- YOUR TASK -
Filter the data for "shirt" and copy matching lines.

- STUDY MATERIAL -
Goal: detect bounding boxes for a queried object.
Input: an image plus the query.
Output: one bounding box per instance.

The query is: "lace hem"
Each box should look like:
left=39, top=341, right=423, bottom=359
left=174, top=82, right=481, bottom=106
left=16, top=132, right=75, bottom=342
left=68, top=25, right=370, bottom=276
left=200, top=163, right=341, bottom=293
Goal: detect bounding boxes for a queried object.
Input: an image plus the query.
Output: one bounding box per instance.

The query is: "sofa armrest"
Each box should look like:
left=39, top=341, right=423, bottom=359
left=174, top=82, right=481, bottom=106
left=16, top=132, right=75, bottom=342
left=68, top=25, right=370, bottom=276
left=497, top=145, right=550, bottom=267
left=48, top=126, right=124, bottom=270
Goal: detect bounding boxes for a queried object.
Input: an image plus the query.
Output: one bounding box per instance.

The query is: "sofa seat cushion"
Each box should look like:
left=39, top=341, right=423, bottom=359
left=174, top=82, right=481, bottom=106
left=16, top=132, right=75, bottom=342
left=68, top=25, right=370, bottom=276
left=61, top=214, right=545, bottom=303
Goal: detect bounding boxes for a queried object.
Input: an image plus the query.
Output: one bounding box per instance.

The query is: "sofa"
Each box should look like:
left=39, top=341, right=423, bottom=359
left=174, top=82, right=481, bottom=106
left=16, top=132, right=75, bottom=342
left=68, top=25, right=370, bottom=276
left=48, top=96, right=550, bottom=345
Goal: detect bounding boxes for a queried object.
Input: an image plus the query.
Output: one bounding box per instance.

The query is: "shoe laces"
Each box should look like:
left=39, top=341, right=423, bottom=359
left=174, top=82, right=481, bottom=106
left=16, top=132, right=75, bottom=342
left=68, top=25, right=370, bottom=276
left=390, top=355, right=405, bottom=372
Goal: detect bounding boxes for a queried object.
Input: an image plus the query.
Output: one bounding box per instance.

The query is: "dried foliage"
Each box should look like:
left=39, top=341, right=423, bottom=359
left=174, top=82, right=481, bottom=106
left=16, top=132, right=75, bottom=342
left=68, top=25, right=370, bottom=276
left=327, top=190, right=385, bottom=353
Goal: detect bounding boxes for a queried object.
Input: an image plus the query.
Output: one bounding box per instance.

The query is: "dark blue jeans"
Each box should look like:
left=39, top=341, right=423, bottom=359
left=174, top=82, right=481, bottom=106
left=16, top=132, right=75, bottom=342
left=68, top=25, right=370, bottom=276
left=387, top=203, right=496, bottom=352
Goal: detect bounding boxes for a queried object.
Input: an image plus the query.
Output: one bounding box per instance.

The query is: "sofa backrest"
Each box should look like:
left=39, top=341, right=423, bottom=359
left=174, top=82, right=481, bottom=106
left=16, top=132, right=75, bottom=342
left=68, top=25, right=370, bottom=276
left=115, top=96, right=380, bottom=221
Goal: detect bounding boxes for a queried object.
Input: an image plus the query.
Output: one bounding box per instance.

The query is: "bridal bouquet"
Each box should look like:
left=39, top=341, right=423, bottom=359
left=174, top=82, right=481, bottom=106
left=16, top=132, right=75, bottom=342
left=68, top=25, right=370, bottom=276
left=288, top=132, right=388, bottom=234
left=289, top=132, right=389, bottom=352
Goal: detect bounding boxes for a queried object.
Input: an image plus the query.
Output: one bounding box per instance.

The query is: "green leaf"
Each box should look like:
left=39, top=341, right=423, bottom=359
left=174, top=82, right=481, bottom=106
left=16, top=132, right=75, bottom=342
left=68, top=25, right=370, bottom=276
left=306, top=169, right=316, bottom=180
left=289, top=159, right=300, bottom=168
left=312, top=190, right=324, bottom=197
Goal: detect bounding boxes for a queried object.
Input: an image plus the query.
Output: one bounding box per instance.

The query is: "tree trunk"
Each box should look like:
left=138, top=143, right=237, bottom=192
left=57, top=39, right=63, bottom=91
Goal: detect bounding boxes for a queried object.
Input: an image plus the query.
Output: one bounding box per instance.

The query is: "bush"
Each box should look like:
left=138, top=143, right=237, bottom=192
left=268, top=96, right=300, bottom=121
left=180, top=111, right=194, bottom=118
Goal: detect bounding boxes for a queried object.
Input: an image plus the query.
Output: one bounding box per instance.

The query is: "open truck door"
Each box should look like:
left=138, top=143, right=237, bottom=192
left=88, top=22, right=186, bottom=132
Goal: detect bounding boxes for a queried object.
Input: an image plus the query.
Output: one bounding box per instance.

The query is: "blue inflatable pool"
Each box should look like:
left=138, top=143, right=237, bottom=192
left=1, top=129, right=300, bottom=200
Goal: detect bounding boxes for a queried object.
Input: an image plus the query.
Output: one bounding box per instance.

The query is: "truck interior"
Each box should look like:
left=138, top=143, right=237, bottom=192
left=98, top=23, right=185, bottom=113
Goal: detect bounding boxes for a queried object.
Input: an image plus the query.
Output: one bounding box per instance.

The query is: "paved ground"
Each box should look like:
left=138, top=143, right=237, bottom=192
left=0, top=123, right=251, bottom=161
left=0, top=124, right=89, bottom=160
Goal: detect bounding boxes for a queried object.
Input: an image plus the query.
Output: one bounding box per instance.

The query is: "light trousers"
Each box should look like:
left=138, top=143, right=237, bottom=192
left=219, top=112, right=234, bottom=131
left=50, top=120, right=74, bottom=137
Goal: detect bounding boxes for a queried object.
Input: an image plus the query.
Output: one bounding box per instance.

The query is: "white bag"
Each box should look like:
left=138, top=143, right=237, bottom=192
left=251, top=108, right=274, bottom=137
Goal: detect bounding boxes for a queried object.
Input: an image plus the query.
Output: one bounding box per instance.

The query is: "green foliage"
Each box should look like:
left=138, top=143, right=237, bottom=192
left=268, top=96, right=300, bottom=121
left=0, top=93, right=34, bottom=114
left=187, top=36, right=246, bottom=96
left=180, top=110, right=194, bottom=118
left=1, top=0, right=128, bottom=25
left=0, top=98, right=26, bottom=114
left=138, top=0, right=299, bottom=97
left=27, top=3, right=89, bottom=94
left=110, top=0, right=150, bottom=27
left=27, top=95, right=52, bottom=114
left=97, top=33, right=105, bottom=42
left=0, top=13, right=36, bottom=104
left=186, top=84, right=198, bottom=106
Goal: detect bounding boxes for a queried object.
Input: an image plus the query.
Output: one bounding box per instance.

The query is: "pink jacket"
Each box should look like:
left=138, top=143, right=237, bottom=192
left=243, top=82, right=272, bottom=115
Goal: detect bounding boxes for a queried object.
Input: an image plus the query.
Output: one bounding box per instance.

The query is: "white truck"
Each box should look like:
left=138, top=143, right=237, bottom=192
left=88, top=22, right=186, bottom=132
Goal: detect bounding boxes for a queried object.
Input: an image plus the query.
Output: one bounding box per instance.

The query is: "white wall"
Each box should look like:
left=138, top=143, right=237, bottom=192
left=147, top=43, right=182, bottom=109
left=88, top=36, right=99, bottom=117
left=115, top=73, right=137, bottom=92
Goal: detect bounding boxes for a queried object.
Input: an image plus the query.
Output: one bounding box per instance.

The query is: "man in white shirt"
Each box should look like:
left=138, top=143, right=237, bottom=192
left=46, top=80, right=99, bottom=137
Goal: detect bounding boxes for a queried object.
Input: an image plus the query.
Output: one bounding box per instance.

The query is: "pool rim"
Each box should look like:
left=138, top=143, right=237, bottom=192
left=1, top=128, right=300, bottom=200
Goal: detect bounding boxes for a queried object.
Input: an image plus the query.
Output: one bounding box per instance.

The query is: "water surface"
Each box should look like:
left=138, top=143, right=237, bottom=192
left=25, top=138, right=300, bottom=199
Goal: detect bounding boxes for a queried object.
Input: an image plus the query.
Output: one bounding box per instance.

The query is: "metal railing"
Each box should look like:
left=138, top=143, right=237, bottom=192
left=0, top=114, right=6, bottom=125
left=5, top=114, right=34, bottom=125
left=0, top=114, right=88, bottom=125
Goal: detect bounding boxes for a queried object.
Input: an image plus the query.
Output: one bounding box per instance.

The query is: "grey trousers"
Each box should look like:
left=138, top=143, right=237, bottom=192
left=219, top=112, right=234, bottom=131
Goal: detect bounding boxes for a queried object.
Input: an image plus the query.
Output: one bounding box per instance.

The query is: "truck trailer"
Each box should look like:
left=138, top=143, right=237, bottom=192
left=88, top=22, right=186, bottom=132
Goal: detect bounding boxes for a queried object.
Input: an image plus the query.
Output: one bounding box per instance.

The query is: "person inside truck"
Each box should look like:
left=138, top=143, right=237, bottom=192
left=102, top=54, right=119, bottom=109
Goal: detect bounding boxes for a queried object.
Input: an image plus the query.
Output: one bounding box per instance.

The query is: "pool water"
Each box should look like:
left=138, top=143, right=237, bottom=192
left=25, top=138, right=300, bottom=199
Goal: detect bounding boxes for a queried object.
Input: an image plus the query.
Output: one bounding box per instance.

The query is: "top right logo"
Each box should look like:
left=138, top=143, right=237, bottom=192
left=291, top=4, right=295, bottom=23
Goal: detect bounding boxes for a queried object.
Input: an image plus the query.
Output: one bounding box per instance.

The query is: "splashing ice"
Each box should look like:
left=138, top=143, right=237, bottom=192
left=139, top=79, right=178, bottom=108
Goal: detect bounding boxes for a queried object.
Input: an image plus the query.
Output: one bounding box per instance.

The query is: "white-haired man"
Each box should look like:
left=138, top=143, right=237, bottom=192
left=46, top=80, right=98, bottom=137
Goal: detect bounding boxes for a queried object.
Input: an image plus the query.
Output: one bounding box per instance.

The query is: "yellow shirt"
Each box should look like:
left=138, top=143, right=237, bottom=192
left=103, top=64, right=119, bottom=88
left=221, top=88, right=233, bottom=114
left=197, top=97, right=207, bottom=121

- RESPONSE -
The query is: "man in white shirt"
The query is: "yellow shirt"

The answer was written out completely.